What is needed —
Your answer must be one number: the count of lines below that hold the word "block".

Records for the task —
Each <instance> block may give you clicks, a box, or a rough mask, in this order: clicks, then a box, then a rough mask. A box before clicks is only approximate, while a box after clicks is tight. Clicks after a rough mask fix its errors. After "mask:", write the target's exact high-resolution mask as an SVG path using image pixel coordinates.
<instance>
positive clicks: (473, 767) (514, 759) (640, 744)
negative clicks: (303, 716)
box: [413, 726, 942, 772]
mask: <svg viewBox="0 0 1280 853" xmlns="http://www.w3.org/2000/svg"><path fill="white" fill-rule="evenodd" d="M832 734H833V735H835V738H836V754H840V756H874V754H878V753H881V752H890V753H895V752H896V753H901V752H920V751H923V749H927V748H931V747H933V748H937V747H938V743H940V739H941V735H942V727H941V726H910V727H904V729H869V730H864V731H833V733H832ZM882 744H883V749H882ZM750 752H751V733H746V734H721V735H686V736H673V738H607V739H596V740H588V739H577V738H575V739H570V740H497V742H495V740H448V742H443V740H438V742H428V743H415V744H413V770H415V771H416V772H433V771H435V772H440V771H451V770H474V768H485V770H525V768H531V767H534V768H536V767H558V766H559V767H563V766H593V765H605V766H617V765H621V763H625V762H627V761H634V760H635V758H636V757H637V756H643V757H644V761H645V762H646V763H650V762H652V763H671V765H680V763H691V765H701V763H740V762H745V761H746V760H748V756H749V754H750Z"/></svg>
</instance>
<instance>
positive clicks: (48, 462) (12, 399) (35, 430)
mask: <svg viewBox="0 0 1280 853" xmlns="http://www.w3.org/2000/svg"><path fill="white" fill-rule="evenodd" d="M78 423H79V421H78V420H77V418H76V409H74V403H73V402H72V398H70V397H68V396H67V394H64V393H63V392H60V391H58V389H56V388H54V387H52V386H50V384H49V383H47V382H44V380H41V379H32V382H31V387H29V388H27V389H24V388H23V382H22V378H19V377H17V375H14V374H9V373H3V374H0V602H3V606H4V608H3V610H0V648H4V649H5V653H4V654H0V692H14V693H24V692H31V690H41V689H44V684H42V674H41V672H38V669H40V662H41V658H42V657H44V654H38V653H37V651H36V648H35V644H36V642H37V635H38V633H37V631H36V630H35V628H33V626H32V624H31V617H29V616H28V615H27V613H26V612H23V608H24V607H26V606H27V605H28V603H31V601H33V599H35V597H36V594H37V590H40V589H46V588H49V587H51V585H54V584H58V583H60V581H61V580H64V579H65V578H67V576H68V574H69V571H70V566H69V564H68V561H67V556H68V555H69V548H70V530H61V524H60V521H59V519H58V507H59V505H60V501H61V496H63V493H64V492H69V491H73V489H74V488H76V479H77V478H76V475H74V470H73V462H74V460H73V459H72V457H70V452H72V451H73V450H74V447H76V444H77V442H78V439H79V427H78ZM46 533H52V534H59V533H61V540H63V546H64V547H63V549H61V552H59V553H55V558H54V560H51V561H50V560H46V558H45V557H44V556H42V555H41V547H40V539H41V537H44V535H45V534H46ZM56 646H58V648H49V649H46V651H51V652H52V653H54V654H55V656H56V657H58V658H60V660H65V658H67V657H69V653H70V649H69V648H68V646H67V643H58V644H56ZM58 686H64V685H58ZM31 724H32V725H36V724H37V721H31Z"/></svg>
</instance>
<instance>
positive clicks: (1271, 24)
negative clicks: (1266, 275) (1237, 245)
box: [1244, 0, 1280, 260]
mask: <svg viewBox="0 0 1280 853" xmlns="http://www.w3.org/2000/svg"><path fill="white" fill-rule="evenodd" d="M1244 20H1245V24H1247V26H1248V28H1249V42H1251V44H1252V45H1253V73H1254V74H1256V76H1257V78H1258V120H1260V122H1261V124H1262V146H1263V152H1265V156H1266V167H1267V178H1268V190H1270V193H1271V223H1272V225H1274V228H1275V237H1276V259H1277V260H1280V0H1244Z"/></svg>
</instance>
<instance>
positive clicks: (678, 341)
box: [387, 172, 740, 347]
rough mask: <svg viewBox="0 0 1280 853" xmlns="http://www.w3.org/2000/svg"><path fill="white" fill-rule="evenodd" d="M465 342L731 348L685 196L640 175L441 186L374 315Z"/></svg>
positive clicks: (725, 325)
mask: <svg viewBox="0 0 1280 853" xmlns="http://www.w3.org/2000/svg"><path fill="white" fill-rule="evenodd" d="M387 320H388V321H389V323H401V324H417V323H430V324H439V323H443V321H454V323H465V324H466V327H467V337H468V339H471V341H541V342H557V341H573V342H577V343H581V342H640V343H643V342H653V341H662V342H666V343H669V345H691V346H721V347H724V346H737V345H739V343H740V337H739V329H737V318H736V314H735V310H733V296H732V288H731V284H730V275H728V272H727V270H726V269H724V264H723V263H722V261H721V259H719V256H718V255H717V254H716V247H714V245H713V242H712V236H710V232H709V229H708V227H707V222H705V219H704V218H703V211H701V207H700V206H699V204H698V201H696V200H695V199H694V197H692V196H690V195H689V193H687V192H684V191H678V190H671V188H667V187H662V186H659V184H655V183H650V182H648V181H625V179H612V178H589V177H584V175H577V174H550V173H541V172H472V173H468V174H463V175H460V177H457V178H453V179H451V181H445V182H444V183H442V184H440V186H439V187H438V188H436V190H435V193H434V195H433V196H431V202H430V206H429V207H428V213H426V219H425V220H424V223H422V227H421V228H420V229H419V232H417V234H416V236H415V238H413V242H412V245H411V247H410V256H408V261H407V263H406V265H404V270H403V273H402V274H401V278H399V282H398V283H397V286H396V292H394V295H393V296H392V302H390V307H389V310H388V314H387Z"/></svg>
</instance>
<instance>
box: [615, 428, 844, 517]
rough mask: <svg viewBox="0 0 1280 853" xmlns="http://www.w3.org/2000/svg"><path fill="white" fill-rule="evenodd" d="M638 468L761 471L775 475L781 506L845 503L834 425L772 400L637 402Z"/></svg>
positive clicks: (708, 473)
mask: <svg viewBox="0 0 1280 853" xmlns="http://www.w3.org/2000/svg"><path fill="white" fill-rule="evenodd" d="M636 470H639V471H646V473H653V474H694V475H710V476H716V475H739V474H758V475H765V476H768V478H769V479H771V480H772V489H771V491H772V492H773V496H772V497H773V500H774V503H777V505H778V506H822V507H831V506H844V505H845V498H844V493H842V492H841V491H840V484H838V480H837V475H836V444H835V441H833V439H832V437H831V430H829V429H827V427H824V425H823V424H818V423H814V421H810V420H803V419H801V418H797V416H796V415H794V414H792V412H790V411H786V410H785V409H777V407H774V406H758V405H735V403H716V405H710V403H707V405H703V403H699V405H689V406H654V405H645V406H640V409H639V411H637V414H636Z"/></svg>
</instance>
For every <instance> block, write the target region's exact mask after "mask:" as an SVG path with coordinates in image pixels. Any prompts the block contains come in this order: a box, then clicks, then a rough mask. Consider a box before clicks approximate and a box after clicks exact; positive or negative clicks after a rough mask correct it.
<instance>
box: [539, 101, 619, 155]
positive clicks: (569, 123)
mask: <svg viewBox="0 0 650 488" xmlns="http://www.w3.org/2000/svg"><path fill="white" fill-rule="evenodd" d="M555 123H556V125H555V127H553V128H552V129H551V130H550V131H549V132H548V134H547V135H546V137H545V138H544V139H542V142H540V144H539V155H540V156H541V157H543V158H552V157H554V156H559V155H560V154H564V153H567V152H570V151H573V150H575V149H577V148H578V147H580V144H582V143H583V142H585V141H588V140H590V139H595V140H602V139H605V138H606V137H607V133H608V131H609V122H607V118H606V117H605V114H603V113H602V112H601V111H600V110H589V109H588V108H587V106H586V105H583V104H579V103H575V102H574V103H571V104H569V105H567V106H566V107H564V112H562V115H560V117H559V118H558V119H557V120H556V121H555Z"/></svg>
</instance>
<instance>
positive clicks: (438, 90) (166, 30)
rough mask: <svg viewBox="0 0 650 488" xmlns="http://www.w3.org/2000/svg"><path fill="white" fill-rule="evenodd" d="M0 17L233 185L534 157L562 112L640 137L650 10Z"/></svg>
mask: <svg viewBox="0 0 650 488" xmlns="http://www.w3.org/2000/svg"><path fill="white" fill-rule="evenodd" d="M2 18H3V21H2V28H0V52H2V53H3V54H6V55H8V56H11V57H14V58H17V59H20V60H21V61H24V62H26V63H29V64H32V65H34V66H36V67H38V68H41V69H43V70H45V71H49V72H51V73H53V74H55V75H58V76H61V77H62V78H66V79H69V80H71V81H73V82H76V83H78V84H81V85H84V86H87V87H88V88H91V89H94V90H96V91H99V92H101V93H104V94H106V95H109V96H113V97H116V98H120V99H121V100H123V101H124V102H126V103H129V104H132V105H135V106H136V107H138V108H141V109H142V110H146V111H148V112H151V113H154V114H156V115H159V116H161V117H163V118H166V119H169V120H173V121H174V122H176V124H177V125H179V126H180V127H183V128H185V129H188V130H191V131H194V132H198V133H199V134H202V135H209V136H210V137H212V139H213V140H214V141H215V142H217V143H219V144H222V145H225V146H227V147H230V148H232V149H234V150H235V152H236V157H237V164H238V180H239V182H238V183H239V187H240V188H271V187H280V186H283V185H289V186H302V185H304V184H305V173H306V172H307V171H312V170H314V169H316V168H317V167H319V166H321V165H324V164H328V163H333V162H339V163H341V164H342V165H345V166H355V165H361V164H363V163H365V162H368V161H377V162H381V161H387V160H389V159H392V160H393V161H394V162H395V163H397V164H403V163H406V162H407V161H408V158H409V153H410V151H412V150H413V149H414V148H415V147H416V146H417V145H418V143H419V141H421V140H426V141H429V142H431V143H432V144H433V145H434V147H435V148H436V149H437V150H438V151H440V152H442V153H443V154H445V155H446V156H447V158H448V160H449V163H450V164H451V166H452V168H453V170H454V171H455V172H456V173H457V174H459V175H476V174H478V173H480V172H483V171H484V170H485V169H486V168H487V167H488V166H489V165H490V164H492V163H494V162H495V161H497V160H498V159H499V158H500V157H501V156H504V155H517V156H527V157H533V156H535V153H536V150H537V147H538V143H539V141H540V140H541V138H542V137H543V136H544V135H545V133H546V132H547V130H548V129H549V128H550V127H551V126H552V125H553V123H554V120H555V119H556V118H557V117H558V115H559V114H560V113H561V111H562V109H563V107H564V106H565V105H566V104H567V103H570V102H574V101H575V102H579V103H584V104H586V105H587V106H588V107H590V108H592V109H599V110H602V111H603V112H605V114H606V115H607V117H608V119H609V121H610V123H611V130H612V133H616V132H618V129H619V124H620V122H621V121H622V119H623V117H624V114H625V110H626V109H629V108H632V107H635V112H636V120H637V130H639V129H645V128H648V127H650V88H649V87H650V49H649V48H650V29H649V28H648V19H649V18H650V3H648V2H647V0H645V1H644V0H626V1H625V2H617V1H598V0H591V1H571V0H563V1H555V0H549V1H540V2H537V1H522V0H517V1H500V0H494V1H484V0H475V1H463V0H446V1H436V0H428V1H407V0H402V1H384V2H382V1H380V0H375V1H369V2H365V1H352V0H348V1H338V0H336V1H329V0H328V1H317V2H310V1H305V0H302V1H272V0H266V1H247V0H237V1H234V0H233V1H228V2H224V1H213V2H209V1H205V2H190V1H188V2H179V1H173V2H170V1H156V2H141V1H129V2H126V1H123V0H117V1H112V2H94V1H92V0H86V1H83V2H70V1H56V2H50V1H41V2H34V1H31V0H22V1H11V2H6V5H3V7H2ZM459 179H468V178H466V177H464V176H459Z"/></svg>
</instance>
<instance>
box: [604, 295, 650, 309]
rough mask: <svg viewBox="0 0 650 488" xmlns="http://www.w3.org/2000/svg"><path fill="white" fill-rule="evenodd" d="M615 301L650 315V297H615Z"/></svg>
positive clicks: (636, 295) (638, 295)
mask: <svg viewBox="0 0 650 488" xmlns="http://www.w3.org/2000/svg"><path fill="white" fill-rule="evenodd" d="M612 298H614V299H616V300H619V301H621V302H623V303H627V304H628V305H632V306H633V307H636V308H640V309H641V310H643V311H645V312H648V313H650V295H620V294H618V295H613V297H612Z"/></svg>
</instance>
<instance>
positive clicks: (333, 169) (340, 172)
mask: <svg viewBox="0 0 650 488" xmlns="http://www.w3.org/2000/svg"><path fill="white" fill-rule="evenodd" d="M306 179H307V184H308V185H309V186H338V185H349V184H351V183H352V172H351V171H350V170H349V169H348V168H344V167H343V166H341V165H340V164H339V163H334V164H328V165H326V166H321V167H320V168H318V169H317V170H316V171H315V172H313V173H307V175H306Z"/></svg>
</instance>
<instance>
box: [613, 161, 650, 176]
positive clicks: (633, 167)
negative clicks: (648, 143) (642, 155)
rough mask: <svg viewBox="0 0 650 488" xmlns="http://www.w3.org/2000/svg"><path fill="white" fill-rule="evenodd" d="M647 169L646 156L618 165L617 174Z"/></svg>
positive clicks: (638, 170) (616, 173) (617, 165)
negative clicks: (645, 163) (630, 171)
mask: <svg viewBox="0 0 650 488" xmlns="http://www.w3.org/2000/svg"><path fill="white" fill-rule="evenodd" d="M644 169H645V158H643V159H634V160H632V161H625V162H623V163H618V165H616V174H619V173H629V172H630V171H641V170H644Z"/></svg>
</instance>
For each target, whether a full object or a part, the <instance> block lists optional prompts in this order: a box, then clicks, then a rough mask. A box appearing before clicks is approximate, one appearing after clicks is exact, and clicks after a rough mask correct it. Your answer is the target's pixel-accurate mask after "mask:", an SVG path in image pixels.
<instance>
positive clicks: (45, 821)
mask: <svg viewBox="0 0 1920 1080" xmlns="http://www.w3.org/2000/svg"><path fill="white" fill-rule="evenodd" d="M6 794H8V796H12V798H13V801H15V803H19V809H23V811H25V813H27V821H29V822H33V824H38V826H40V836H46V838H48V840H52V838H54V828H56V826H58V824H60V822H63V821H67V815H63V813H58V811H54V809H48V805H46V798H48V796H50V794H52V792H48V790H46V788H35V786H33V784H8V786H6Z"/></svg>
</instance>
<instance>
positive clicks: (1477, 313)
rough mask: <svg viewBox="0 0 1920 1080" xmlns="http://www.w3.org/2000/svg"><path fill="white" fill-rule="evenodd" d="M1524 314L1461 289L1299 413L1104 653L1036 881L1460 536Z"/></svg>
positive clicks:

Expected output —
3